### THE REQUEST
Please revise the records below by replacing "spot" with "mark" and leaving everything else unchanged. Leave the pictures out of your answer.

### RECORDS SHOWN
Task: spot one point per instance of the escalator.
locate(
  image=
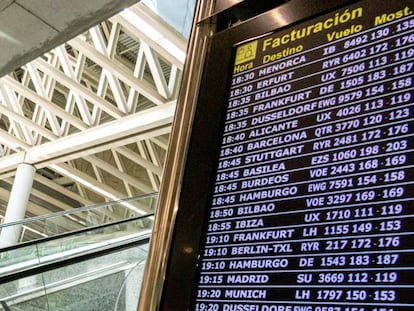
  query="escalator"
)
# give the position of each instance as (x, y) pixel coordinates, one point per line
(94, 260)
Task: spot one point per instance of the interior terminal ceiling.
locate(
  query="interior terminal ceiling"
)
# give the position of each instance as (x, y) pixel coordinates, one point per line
(93, 115)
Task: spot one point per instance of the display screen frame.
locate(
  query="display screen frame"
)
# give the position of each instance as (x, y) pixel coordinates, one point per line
(204, 145)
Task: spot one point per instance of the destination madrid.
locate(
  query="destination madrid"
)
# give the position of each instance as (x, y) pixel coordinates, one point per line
(278, 140)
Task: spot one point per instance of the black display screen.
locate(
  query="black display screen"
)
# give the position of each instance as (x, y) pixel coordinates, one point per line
(312, 206)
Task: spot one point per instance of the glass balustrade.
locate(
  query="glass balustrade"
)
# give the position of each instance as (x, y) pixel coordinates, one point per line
(102, 282)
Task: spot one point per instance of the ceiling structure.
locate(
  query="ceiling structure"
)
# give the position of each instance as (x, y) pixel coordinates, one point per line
(29, 28)
(94, 114)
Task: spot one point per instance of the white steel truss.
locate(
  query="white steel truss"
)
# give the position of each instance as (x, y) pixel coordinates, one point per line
(93, 115)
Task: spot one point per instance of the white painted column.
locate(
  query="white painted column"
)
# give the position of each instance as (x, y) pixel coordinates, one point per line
(16, 208)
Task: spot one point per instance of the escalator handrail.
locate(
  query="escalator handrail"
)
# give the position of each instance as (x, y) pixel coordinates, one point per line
(75, 232)
(77, 210)
(41, 268)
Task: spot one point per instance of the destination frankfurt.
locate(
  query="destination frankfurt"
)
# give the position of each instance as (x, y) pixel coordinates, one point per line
(294, 98)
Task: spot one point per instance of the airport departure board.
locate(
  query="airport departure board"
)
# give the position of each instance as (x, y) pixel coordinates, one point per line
(313, 201)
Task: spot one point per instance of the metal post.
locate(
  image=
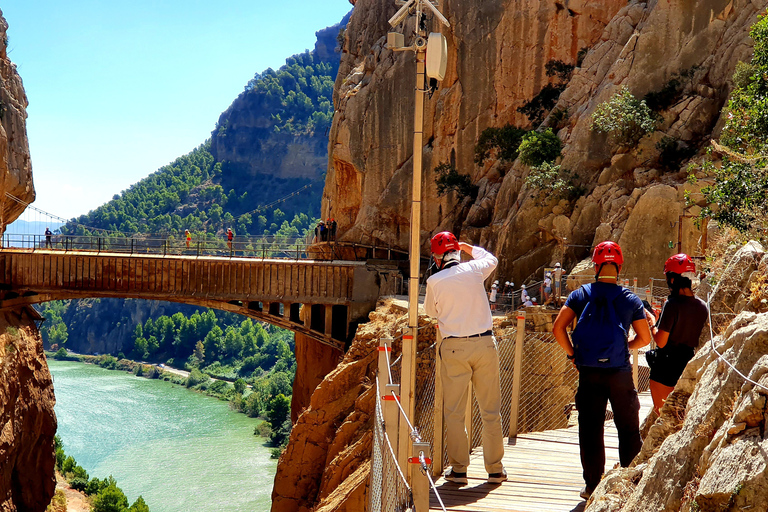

### WRITTEN ANSWER
Task: mark one point per instance of the escalator.
locate(
  image=
  query="escalator"
)
# give the position of each instance as (x, y) pixel coordinates, one point per line
(94, 260)
Task: mark one point per instance of the interior terminal ceiling.
locate(
  query="interior terminal ceiling"
)
# give the position of each instance as (x, y) pixel coordinates, one point per line
(93, 115)
Task: mark one point per instance of the display screen frame.
locate(
  query="display screen frame"
)
# give the position of each instance as (x, y) pixel coordinates, one point per line
(204, 145)
Task: mark one point per instance of the destination madrid.
locate(
  query="destination madrid"
)
# give the position of each instance as (x, y) pixel coordinates, one point per line
(278, 140)
Task: mark one point per instance of the black display screen.
locate(
  query="black display screen"
)
# give the position of each instance as (x, y) pixel coordinates, one point per line
(312, 206)
Task: mark one point per instance of the glass balustrade.
locate(
  query="glass balustrade"
)
# give the position of each instance as (x, y) pixel coordinates, one point per line
(102, 282)
Task: mark one point per instance of the ceiling structure.
locate(
  query="ceiling structure"
)
# give the position of each instance as (x, y) pixel coordinates, one point per line
(29, 28)
(94, 114)
Task: mark one point per instance of the white steel truss.
locate(
  query="white steel truss"
)
# give the position of each instance as (x, y) pixel coordinates, one point per line
(93, 115)
Task: mark one point per instance of the white painted column.
locate(
  query="white painted column"
)
# give the position of each instance as (x, y) pixel coordinates, one point per line
(16, 208)
Task: mark one point per instance of the escalator handrail.
locate(
  query="escalator handrail"
)
# give the position of each instance as (x, y) pixel coordinates, one point per line
(75, 232)
(77, 210)
(41, 268)
Task: mark one point per instance of the destination frankfurt.
locate(
  query="destination frankfurt"
)
# give the position of each instance as (x, y) pixel coordinates, one point per line
(294, 98)
Task: mark one point per instance of the airport departure board.
locate(
  query="airport departure board"
)
# give the position of each instance as (x, y) pixel coordinates, one point per line
(313, 201)
Task: mark one point per instance of the metal post.
locate(
  image=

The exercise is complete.